■ Directive: Turn the stretch of items below, from the line containing "Trace the outline of every instance of the polished" through the line containing "[[196,190],[256,169],[256,117],[248,110],[0,141],[1,188]]", into a two-column CSV with the headers "prompt" and "polygons". Give one row per item, with its text and its answer each in a single quoted field and any line breaks replaced by spaces.

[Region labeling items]
▽
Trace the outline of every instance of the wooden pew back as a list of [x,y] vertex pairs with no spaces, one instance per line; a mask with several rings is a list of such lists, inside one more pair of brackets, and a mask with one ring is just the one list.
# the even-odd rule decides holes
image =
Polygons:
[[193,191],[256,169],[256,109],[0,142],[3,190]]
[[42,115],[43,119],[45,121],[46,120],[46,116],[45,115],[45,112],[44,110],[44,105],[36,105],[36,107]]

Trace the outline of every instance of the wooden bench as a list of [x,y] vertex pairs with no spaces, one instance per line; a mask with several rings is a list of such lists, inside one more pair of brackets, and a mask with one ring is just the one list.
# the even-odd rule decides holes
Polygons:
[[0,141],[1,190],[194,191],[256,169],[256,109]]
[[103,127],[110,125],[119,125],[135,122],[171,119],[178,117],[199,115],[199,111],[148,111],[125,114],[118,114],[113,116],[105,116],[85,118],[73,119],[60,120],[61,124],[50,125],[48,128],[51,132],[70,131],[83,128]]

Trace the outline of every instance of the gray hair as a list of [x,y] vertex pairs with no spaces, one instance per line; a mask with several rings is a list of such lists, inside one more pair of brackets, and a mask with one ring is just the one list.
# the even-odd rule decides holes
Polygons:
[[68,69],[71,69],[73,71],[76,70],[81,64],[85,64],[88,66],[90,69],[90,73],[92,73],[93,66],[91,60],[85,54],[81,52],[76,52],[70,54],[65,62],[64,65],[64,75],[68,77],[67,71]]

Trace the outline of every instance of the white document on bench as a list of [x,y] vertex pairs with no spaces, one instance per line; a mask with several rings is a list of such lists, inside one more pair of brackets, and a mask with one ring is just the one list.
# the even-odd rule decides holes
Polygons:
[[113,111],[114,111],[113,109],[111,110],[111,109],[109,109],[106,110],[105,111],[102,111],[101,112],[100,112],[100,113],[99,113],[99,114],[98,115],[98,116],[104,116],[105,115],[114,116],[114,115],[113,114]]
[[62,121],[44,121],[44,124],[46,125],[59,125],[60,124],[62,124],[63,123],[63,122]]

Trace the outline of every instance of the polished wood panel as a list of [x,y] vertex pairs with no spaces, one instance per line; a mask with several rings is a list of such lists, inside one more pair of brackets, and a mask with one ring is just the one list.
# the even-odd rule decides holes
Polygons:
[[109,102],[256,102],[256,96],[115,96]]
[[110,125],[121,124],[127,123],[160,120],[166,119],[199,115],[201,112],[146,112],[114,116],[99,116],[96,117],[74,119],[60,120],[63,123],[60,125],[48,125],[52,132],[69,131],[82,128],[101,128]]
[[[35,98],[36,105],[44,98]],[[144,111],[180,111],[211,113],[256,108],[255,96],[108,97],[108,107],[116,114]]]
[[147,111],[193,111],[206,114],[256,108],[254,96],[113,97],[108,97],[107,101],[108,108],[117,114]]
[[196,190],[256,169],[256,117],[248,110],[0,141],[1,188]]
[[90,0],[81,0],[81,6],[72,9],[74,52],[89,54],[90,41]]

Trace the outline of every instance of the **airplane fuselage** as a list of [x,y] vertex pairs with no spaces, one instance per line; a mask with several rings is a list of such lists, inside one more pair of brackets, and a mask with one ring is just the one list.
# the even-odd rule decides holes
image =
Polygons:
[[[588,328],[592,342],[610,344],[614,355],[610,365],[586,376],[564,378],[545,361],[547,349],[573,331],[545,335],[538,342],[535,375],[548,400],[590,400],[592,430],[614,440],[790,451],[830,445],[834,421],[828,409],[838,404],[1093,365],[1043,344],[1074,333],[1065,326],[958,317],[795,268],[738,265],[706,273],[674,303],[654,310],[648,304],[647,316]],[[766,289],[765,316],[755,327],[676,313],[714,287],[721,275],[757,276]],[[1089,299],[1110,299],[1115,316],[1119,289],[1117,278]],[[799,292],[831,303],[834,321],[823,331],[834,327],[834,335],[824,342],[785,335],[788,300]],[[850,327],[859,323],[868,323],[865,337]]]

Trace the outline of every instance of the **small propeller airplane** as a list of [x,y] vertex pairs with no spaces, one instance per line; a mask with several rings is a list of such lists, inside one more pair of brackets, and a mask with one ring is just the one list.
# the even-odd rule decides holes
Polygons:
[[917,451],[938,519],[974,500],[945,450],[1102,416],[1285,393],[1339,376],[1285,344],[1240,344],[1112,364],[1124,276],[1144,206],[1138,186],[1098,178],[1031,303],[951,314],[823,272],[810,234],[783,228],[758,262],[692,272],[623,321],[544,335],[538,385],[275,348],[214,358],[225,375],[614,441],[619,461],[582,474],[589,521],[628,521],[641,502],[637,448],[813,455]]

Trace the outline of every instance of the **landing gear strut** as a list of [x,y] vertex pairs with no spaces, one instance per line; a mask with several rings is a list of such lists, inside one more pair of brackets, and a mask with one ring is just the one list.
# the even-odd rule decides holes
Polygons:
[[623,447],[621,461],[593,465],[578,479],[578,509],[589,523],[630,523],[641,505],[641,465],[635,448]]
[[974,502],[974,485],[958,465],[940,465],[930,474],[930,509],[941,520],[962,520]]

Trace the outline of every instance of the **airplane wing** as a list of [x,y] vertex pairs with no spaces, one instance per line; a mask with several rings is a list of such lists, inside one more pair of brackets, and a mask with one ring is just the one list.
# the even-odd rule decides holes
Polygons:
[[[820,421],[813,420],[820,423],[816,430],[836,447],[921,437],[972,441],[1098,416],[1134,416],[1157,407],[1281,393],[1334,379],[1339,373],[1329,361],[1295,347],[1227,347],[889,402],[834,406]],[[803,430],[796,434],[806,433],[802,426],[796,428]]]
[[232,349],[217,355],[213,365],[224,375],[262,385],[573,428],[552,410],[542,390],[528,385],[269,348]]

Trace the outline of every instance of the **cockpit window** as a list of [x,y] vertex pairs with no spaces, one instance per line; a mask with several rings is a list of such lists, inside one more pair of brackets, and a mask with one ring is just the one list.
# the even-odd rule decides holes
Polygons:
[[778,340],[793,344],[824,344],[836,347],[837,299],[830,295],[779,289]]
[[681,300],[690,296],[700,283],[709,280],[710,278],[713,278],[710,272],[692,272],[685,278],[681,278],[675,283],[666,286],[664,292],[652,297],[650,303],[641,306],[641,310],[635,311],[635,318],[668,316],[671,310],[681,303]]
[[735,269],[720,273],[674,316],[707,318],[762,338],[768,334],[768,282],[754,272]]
△
■ Solution to this task:
prompt,polygons
"Trace the outline of every instance of the polished wood panel as a list of [x,y] vertex pairs with no spaces, one instance per line; a mask with several rings is a list of such lists, inside one more pair of brackets, and a mask with one ring is just the one list. # the even-odd rule decides holes Polygons:","[[109,102],[256,102],[256,96],[115,96]] [[110,125],[121,124],[127,123],[160,120],[166,119],[199,115],[201,112],[146,112],[114,116],[99,116],[96,117],[74,119],[60,120],[63,123],[60,125],[48,125],[52,132],[69,131],[82,128],[101,128]] [[[35,98],[36,105],[44,98]],[[144,111],[180,111],[211,113],[256,108],[255,96],[108,97],[108,107],[116,114]]] [[147,111],[193,111],[206,114],[256,108],[254,96],[113,97],[108,97],[107,101],[108,108],[117,114]] [[196,190],[256,169],[256,117],[248,110],[0,141],[1,188]]"